> _The request_
Reproduce the listing from its first line through the line containing "point(602, 538)", substituting "concrete walkway" for "asphalt path" and leaving everything else unchanged.

-- BEGIN Listing --

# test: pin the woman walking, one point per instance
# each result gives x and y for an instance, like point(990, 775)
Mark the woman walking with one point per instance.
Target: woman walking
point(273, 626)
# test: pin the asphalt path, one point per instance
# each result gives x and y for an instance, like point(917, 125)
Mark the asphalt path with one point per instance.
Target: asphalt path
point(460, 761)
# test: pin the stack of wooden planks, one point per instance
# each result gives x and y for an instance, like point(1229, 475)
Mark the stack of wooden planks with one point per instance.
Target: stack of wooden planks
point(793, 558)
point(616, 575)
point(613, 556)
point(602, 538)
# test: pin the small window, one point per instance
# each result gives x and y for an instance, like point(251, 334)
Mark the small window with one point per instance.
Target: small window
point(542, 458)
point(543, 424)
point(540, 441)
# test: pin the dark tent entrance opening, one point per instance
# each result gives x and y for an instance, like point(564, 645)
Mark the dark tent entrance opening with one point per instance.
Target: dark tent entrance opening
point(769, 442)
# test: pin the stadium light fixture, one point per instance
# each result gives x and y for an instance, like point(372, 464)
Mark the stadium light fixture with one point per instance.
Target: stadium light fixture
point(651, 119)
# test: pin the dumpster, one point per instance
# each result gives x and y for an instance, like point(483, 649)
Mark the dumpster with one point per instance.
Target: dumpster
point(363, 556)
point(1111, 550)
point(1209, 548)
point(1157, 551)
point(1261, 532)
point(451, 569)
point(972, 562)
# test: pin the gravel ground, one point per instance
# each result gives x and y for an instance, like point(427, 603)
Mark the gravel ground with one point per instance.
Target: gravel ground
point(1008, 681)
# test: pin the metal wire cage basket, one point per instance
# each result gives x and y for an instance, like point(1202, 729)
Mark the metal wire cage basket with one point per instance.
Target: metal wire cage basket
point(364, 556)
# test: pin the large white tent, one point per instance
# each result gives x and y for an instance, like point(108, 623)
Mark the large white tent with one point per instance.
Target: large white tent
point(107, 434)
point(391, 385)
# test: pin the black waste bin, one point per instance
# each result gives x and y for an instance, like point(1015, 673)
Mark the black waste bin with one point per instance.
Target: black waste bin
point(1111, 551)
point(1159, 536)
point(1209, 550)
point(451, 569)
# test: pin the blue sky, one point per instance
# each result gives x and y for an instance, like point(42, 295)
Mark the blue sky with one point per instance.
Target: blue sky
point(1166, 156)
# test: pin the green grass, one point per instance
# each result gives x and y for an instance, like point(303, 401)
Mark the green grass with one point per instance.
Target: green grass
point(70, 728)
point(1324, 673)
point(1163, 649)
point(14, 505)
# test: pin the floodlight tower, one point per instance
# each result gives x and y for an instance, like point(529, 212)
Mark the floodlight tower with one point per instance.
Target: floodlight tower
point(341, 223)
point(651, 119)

-- END Listing --

> _Answer to this problem_
# test: pin the woman walking, one point per instance
# each result gives x and y for an instance, like point(990, 775)
Mark the woman walking with one point per instance.
Target: woman walking
point(273, 626)
# test: pin the concrete walkway, one point per instance
# each result gives x and y for an instance, like point(917, 125)
Mark the concrete walkway with one point per instance.
Target: concrete walkway
point(460, 761)
# test: pin the stack of wooden planks, one point per instance
# each result gives x and y for an instance, like point(1229, 475)
Mark the stack of wooden planks with one point per instance.
Target: stack of wooden planks
point(793, 558)
point(616, 575)
point(613, 556)
point(602, 538)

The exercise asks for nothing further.